Problem to work on: In the article about the New York auto insurance fraud ring, how much in benefits per person does the state's no-fault law allow car accident victims to receive?

Page text:
══════════════════════════════

NY Doctors Arrested in $279 Million Auto Insurance Fraud
The largest-ever auto insurance fraud involving New York’s no-fault insurance law resulted in the arrests of 36 doctors, lawyers and scam artists. The participants in this crime are accused of cheating insurance companies out of $279 million in bogus medical claims.
Auto Insurance Fraud Partners with Health Care Fraud
U.S. Attorney Preet Bharara explained in a news conference earlier this week those participating in the scam engaged in a number of crimes, including health care fraud, federal racketeering, mail fraud and money laundering.
Some of the money received from the false claims, which resulted in $113 million in actual losses for insurance companies, was spent on vacations in Mexico, shopping sprees at Saks Fifth Avenue and rides in limousines, Bharara said.
Of the 36 people arrested, 10 were physicians and three were lawyers.
No-Fault Insurance Law Exploited by Ring
The ring, which was in operation since 2007 across medical clinics in Brooklyn and the Bronx, systematically exploited the state’s no-fault insurance, investigators said. The no-fault law allows car accident victims to receive up to $50,000 in benefits per person, no matter who is at fault.
To best exploit the law, the participants incorporated what Bharara called a “colossal criminal trifecta” into their strategy by employing experts from the medical, legal and insurance systems. They relied on so-called ambulance chasers to convince victims of car accidents to seek unnecessary care at corrupt clinics in exchange for kickbacks of up to $3,000 per patient.

══════════════════════════════

Entries supplied:
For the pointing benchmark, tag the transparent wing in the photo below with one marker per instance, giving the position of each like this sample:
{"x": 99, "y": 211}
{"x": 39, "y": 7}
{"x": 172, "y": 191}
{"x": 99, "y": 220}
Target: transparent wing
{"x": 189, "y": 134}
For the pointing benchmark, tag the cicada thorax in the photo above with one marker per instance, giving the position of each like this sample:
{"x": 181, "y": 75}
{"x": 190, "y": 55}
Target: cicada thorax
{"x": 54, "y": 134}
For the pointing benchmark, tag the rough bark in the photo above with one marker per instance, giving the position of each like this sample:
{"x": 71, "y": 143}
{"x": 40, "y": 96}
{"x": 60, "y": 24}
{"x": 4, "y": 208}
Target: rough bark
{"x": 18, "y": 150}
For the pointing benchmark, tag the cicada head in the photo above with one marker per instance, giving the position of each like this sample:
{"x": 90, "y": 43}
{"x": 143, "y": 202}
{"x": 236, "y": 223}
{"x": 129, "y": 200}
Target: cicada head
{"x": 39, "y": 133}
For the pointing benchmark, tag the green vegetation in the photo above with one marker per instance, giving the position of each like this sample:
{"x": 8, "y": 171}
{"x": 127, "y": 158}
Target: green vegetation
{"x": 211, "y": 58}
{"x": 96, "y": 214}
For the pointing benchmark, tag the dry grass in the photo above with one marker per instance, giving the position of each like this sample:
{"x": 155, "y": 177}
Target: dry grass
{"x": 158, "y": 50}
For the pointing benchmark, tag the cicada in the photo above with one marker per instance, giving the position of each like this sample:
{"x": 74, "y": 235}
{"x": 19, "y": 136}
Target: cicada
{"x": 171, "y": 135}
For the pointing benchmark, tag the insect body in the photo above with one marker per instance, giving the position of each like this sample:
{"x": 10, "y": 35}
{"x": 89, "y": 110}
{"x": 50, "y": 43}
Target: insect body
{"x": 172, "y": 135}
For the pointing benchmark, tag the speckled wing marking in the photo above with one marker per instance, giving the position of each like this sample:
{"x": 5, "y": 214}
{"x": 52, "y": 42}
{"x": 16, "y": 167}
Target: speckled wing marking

══════════════════════════════

Solution for this exercise: Up to $50,000 per person, no matter who is at fault.